The plasmic beast lurks primarily at night, the cover of darkness combined with its unreadable magnitude granting it ample stealth to reach down through the branches and snatch up whatever it finds with barely a whisper through the leaves. Be it a missing pack animal, supply wagon or idle traveler, no sign but a rush of wind is ever heard or found in the wake of the passage of a loomer's grasp, belying its incredible size and lethargic speed. Occasionally these creatures lope their way across the border of a shadowland into Creation, carrying cold and sour stormclouds into the open Threshold plains. When caught outside of its favorable environment the illusion masking its plasmic form is easily shattered with the onset of twilight, revealing the immaterial loomer as a gargantuan and malformed humanoid skeleton clambering with all-fours across the countryside.

List of tasks >>
(a) The loomer passage names the kinds of things that go missing when the creature strikes. List each of them.
(b) Write out the part of the loomer passage starting at "The plasmic beast" and ending at "across the countryside.".

Provided data >>
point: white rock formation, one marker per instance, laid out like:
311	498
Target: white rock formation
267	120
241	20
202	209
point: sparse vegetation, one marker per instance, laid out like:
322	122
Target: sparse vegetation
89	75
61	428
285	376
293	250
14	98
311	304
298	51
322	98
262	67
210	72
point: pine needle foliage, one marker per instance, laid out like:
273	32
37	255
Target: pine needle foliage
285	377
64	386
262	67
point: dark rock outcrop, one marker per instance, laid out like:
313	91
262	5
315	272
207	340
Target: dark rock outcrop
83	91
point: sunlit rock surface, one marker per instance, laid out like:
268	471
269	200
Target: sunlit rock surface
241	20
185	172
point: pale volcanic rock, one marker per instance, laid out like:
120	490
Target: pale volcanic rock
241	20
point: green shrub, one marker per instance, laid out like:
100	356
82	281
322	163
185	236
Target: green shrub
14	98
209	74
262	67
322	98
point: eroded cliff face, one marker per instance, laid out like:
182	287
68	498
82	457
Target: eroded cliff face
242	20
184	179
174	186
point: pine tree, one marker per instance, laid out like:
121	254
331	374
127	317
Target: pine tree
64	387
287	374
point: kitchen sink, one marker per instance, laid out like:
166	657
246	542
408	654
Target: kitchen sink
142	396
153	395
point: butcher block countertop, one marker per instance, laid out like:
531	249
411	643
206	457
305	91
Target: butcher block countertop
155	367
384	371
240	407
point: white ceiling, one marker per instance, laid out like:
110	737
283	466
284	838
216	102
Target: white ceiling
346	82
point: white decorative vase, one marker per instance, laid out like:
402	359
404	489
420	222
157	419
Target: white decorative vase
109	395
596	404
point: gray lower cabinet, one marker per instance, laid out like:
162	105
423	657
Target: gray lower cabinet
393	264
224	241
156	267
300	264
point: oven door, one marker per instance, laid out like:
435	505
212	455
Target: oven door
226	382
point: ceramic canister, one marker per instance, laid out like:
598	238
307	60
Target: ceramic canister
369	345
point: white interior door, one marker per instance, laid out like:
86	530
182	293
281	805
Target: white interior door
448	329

Written answers >>
(a)
- a missing pack animal
- a supply wagon
- an idle traveler

(b)
The plasmic beast lurks primarily at night, the cover of darkness combined with its unreadable magnitude granting it ample stealth to reach down through the branches and snatch up whatever it finds with barely a whisper through the leaves. Be it a missing pack animal, supply wagon or idle traveler, no sign but a rush of wind is ever heard or found in the wake of the passage of a loomer's grasp, belying its incredible size and lethargic speed. Occasionally these creatures lope their way across the border of a shadowland into Creation, carrying cold and sour stormclouds into the open Threshold plains. When caught outside of its favorable environment the illusion masking its plasmic form is easily shattered with the onset of twilight, revealing the immaterial loomer as a gargantuan and malformed humanoid skeleton clambering with all-fours across the countryside.